What this task involves:
In the entries below, the line with "of the distant" marks the start. Return it and every following line exactly, ending with the last.

Referring expression pointing data:
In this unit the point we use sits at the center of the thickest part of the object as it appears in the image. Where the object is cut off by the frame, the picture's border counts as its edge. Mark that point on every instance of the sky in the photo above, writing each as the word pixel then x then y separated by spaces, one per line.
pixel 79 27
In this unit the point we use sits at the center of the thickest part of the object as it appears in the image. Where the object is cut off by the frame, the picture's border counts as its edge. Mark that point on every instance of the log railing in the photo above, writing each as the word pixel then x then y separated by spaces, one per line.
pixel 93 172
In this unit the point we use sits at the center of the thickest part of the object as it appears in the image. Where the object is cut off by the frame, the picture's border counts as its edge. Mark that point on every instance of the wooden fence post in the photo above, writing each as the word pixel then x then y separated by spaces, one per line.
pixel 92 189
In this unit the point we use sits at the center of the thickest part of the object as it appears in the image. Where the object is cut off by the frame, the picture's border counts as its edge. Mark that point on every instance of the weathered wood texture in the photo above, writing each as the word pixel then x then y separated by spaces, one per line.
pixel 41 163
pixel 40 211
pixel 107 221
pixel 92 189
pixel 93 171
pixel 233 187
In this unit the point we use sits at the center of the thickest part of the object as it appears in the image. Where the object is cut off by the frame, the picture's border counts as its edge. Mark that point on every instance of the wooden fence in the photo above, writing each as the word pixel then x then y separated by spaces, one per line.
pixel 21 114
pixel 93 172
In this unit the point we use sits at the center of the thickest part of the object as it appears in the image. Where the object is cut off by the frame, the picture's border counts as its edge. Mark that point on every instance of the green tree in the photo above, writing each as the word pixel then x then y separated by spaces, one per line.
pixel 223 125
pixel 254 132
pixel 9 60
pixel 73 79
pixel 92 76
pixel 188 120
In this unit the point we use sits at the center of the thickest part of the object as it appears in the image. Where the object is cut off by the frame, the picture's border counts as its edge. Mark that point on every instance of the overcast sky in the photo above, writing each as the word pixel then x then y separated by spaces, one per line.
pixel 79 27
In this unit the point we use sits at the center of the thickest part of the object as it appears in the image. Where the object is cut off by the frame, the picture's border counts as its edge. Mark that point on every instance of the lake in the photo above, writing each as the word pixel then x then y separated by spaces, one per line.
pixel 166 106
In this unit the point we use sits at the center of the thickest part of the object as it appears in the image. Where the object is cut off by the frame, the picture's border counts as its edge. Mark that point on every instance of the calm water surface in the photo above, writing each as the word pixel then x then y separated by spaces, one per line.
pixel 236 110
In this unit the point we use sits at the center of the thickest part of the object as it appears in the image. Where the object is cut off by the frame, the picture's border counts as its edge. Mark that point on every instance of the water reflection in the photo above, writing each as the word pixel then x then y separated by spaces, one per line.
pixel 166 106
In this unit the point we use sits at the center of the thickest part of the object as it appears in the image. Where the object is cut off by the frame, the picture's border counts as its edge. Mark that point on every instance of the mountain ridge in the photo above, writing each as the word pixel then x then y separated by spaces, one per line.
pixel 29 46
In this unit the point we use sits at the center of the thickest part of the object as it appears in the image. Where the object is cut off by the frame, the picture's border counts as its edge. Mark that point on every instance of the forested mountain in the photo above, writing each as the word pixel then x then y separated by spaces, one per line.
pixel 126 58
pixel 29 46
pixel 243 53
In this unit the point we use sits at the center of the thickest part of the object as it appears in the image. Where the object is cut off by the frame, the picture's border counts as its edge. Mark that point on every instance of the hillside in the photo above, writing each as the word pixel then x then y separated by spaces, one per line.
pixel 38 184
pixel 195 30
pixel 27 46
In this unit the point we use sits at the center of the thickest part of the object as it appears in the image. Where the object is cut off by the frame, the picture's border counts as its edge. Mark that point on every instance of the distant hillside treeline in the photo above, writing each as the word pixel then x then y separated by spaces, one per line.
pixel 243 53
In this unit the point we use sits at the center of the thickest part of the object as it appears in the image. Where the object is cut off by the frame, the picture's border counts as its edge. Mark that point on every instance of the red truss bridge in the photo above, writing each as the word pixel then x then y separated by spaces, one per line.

Reply:
In this unit the point we use sits at the center of the thickest part of the object as it appears in the image. Where the object is cut off by the frame, the picture's border counts as its edge. Mark that point on every instance of the distant hillside treeline in the photo above, writing each as the word pixel then x then y separated by spaces, one per line.
pixel 243 53
In this unit the point we use sits at the center of the thickest part of the object as it appears in the image. Where the object is cut off by the frame, the picture's border counts as its edge. Mark that point on every instance of the red truss bridge in the photo above, writing each as the word pixel then x then y separated by spaces, one per line.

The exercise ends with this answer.